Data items
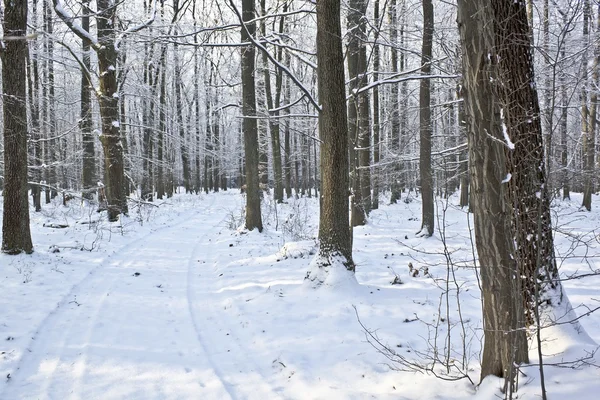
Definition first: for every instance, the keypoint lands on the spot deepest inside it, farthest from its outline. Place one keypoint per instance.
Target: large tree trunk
(531, 222)
(85, 124)
(428, 212)
(335, 241)
(589, 141)
(505, 342)
(109, 110)
(16, 236)
(249, 125)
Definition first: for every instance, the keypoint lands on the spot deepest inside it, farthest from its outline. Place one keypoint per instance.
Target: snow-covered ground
(174, 302)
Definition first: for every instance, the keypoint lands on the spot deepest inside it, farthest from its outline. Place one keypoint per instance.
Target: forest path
(143, 325)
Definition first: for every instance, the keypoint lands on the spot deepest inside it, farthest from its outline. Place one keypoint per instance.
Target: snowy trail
(103, 340)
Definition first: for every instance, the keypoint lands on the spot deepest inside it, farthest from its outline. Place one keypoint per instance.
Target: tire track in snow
(58, 320)
(250, 388)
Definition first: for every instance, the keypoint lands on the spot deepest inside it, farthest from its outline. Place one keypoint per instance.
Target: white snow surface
(174, 302)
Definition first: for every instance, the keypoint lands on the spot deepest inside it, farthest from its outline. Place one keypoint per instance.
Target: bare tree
(16, 236)
(428, 212)
(505, 340)
(249, 124)
(335, 241)
(106, 46)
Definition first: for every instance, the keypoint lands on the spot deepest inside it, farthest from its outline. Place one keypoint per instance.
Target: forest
(299, 199)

◆ Task objective
Provide an exact transcript of the lines from the one that holds "Target: bare tree" through the final line of the data above.

◆ Exercise output
Target: bare tree
(16, 236)
(428, 212)
(505, 340)
(249, 124)
(335, 241)
(106, 46)
Definition first: for every instance, the keypoint lands on the spot deepest inside it, farthest from its outline. Place one keypoint per instance.
Target: forest
(299, 199)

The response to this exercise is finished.